Reproduce the records below verbatim, keeping every line in its original order.

### Raw data
-- begin --

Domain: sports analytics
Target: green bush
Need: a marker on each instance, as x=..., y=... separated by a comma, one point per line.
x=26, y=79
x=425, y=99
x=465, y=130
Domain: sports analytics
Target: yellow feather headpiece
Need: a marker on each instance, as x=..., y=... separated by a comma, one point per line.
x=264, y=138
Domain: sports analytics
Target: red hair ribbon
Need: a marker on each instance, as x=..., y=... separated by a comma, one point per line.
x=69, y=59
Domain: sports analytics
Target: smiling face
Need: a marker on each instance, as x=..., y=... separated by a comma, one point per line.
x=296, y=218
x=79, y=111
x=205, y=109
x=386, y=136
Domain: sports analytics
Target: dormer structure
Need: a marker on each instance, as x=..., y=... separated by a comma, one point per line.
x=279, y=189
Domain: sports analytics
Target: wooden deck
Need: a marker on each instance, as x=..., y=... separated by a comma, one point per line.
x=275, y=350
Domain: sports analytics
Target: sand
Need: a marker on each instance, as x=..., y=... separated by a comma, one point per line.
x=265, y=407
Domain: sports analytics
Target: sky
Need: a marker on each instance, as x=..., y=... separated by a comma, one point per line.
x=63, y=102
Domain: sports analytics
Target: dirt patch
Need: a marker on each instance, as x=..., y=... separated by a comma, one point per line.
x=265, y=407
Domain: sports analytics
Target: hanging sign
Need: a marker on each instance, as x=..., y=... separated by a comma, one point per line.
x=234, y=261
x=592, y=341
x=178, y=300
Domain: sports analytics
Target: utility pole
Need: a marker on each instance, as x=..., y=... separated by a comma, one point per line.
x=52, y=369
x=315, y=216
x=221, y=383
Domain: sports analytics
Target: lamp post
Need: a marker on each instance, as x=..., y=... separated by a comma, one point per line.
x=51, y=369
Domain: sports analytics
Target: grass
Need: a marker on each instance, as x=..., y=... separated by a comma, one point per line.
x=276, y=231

-- end --

### Exercise response
Domain: sports analytics
Target: green bush
Need: a marker on each instance, as x=..., y=... separated by a comma, one point per line.
x=26, y=79
x=425, y=99
x=465, y=130
Domain: sports analytics
Target: yellow feather headpiece
Need: a marker on each instance, as x=..., y=... separated by a comma, one point per line.
x=264, y=138
Domain: sports analytics
Target: red hair ribbon
Need: a marker on each instance, as x=..., y=... separated by a comma, one point per line.
x=69, y=59
Domain: sports analytics
Target: smiling face
Need: a marker on each instance, as x=..., y=... separated by a comma, one point per line.
x=296, y=218
x=79, y=111
x=205, y=109
x=386, y=136
Domain: sports analytics
Target: dormer structure
Need: a marker on each instance, as x=..., y=... separated by a comma, one point per line.
x=279, y=189
Domain: sports analytics
Target: wooden deck
Need: a marker on each instance, as x=..., y=... separated by a comma, one point per line.
x=275, y=350
Domain: sports analytics
Target: sand
Need: a marker on each instance, as x=..., y=... separated by a comma, one point per line.
x=265, y=407
Domain: sports analytics
Target: sky
Need: a marker on each instance, as x=..., y=... separated by a comma, one point per line.
x=63, y=102
Domain: sports analytics
Target: dirt patch
Need: a marker on each instance, as x=..., y=... separated by a comma, one point per line.
x=265, y=407
Domain: sports analytics
Target: hanging sign
Need: a marker on each instance, as x=..., y=... separated by a comma, one point per line.
x=234, y=261
x=592, y=341
x=178, y=300
Domain: sports analytics
Target: utility pole
Need: a marker on each instance, as x=..., y=... separated by a comma, one point per line.
x=52, y=369
x=315, y=216
x=221, y=383
Domain: sports analytics
Target: lamp post
Need: a marker on each instance, as x=..., y=... separated by a comma, one point per line.
x=51, y=369
Domain: sports analytics
Target: grass
Need: a marker on each instance, as x=..., y=... separated by a comma, one point per line.
x=276, y=231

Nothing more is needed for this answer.